In the records below, locate the line containing "Objective — a point for each instance of the airport", then output that line and all later lines exactly, through the last one.

[Opening Material supplied section]

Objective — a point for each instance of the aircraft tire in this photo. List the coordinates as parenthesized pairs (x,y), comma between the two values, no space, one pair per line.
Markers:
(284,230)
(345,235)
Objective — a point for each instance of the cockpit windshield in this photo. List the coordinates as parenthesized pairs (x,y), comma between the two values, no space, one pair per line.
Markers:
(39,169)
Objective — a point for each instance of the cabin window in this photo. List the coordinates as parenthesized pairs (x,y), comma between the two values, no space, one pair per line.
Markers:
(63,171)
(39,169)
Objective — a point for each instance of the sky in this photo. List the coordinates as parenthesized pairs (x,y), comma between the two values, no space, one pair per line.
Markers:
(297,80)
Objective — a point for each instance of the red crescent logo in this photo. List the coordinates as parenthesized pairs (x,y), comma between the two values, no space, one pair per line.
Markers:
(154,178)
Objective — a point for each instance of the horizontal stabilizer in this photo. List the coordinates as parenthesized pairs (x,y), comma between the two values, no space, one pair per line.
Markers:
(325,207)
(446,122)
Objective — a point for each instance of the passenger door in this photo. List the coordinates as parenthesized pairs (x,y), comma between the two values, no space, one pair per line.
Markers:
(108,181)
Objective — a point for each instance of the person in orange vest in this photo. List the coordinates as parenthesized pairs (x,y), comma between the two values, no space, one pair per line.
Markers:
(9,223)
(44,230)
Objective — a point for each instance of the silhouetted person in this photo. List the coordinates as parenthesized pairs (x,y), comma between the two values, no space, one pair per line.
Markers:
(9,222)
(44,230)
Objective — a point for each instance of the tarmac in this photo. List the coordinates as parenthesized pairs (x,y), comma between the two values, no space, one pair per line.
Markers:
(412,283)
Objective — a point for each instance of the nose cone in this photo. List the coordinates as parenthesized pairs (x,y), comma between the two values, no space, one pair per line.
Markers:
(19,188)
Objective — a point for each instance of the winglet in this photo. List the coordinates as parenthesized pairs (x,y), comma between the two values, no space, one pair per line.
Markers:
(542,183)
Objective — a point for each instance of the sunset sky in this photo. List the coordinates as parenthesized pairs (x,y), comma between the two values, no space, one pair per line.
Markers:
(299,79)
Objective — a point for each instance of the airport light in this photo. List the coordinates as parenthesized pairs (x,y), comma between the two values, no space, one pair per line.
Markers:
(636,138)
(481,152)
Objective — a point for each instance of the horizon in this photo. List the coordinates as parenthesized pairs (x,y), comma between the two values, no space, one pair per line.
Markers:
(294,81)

[Closing Material supplied section]

**Exercise result**
Objective — a point for each instance of the airport light in this photo. List the coordinates as parenthesized pairs (x,y), comma between the two values, no space, one pair per line.
Markers:
(636,138)
(481,152)
Objective — a point for each instance of the horizon in this photo. List the coordinates as parenthesized pairs (x,y), comma between the two values, no space, one pair per line.
Markers:
(294,81)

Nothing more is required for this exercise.